Top of Data records

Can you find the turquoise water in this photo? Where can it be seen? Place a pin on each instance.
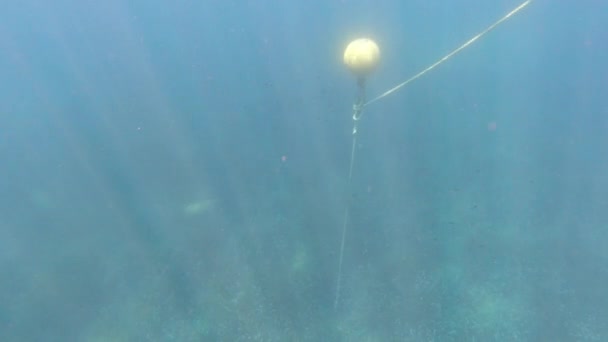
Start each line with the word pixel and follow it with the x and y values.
pixel 178 171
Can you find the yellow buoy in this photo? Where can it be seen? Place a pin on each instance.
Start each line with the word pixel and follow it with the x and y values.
pixel 361 56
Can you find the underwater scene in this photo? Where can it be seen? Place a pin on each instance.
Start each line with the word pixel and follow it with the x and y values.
pixel 340 170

Bottom of Data records

**Exercise requirements**
In the answer, the entries should be restated verbatim, with all pictures omitted.

**Exercise result**
Can you find the turquoise water in this photo? Where can it be seen? Place a pin on each instance.
Start each line with the word pixel and follow it with the x and y values.
pixel 178 171
Can you find the yellow buoy in this photo? Where can it be seen? Place a pin on each instance.
Start each line with the word pixel and follow it with the x and y values.
pixel 361 56
Can you find the underwater scene in this photo? Where can it be seen? Place a pin on each instance.
Start each line with the word pixel and follow it with the x and y values.
pixel 340 170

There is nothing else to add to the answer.